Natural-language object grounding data
━━━━━━
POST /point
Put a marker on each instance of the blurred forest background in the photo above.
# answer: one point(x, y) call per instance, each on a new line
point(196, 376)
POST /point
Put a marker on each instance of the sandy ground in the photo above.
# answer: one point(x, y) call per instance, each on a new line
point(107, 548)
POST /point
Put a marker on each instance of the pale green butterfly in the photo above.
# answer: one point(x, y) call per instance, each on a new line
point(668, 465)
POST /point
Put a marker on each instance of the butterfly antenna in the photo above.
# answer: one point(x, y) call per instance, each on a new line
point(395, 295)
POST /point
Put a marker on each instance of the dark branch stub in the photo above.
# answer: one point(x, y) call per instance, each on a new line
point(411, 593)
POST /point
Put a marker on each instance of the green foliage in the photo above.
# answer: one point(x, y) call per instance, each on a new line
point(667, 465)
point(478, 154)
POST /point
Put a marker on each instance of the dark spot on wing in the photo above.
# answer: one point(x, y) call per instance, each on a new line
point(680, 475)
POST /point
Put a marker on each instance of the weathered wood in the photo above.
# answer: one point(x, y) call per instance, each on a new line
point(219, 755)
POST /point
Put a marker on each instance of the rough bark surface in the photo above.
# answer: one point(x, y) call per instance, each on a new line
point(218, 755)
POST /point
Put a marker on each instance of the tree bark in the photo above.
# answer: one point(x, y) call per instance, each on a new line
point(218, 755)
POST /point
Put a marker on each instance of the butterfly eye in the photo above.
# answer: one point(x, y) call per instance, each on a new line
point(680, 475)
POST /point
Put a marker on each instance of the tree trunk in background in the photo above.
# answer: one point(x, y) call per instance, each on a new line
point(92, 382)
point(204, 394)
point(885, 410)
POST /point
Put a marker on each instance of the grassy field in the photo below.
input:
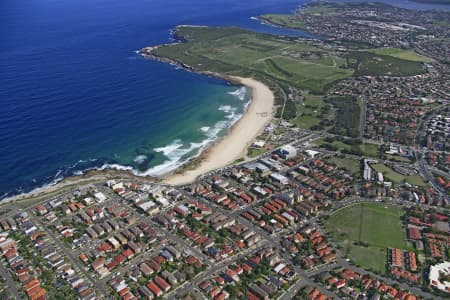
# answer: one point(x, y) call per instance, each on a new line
point(402, 54)
point(347, 118)
point(351, 165)
point(398, 178)
point(366, 149)
point(371, 64)
point(311, 112)
point(282, 20)
point(376, 225)
point(271, 59)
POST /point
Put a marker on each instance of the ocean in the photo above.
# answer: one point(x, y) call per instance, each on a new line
point(74, 95)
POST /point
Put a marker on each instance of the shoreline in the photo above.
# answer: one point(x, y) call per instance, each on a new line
point(227, 149)
point(240, 136)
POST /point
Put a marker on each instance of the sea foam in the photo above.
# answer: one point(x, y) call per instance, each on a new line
point(240, 93)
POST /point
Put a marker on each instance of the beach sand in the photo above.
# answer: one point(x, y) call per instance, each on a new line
point(234, 145)
point(230, 148)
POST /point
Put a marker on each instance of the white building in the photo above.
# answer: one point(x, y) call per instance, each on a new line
point(435, 275)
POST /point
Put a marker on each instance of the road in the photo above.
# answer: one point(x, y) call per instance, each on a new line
point(10, 283)
point(75, 262)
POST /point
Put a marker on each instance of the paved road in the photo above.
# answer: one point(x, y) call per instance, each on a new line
point(10, 282)
point(100, 288)
point(184, 289)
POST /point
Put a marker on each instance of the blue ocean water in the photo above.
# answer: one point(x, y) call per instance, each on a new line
point(74, 94)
━━━━━━
- _Exercise objective_:
Among the lines above, find those with the word "road" and list them.

- _Response box_:
Put a marker on each instance of the road in the photo above.
Put a marker on each instance of the paved road in the photo above.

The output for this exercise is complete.